Selected extract: Begin

Self-organization is the key building principle of many materials and practically all biosystems. Using molecular simulations, we can understand individual interactions within the context of the co-operative interplay of millions of atoms. This leads to exciting insights into the details of i) the mechanisms of crystal nucleation and growth, but also ii) aspects of molecular life science such as protein folding and biomolecular docking.
Going from understanding to designing, we develop nano-materials that bring together the functionality of molecular recognition and the robustness of atomic packing in inorganic solids. For this endeavor, we closely cooperate with experimental groups and partners from industry in order to transfer findings from molecular dynamics simulations to real-life challenges and their solutions.
Magnetic Water Cleaning
A particulary successful joint venture of experimental characterization of nanomaterials and molecular simulation studies is given by the development of superparamagnetic iron oxide nanoparticles with tailor-made functionality for binding pollutants. Once the nanoparticles are loaded by pollutants, magnetic separation devices can remove the carriers from water – a cleaning technique which is currently develloped to industry-scale.
For example, the designing of hydrophobic surfaces enables the iron oxide particles to bind to nanoplastic particles or to induce the segregation of oil from water (see picture below). Current efforts of molecular modelling aim at increasingly specific use of molecular recognition motifs in order to improve the efficiency of pollutant recognition and to widen the portfolio of surface-functionalization for water remediation from pollution by herbicides, hormones and heavy metals.
Simulation of the accumulation of n-Heptane on the Nanoparticle SurfaceSimulation of the Accumulation of n-Heptane on the Nanoparticle Surface – see also Halik group for oil-catch in real-life application.
Self-Organization of Crystals, Macromolecules and Composites
Starting from the association of single ions our simulations allow the investigation of the infancy of crystal nucleation from solution. This provides a unique level of insights into (self)-organization and its interplay with ripening reactions and interactions to growth-controlling molecules. Using quantum/classical molecular dynamics simulations, a special focus is dedicated to proton transfer reactions occurring during crystal aggregation and ripening. Likewise, our ‘local pK’ concept enables the assessment of pH-driven crystal dissociation / solution stabilization.

Selected extract: End
Records supplied: Begin

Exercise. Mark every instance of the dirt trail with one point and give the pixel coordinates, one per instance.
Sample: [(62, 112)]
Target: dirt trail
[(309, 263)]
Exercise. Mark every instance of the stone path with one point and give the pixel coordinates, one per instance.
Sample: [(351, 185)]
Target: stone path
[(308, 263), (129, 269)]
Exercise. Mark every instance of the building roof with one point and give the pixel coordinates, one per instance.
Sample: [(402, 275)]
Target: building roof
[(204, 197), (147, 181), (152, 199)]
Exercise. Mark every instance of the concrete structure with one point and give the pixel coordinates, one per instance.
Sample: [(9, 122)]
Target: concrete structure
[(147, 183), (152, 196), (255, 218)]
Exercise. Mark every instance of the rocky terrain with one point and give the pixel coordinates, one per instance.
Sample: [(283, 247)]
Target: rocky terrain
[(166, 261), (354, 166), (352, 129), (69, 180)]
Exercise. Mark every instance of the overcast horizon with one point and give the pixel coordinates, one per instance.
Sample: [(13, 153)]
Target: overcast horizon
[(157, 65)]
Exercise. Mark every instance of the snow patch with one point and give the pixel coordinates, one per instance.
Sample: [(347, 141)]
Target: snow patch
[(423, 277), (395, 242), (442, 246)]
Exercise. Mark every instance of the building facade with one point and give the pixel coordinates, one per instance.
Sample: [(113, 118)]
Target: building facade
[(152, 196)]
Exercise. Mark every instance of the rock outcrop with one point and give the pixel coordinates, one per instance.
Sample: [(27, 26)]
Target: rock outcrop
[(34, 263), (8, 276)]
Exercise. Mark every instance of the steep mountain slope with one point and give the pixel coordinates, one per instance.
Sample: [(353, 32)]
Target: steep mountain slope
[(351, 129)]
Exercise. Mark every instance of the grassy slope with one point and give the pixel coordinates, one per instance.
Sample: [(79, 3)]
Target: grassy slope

Records supplied: End

#### Exercise aim:
Copy verbatim the part of the simulation research overview above that begins with the words "Going from understanding" and ends after the words "and their solutions.".

#### Expected output:
Going from understanding to designing, we develop nano-materials that bring together the functionality of molecular recognition and the robustness of atomic packing in inorganic solids. For this endeavor, we closely cooperate with experimental groups and partners from industry in order to transfer findings from molecular dynamics simulations to real-life challenges and their solutions.